:: TASK INSTRUCTIONS ::
In the pandas post below:
(a) What error message does the poster's attempt produce?
(b) What list does str_list show after the split?
(c) What value should the expected output return?

Reputation: 346
I have a string. I need to find if the keywords in that string is present in my dataframe.
If present, I need to return that keyword back.
String:
question="Joe is Available"
question=question.upper()
str_list=question.split()
str_list
Out[107]:
['JOE', 'IS', 'AVAILABLE']
Dataframe:
df=pd.DataFrame({"Person1":("Ash","Joe","Harry"),"Person2":("Abe","Lisa","Katty",),"Person3":("Sam","Max","Stone")})
df=df.apply(lambda x: x.astype(str).str.upper())
Person1 Person2 Person3
ASH ABE SAM
JOE LISA MAX
HARRY KATTY STONE
My Attempt:
return_field=""
for x in str_list:
print(x)
for i in df.iterrows():
if(df.str.contains(x)):
return_field=x
Gives me AttributeError: 'DataFrame' object has no attribute 'str'
Expected Output
Since Joe is present in the dataframe, it should return me back "Joe"

Saved data entries
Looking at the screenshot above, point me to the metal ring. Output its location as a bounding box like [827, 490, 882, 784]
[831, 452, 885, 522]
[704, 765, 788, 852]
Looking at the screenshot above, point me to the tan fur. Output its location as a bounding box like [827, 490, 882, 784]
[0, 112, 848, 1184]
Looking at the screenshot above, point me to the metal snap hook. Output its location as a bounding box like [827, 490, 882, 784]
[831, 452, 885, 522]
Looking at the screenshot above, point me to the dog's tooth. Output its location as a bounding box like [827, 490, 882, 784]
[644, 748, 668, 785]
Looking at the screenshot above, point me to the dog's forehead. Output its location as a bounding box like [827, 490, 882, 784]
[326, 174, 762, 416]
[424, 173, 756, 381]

:: FULL RESPONSE ::
(a) AttributeError: 'DataFrame' object has no attribute 'str'
(b) ['JOE', 'IS', 'AVAILABLE']
(c) "Joe"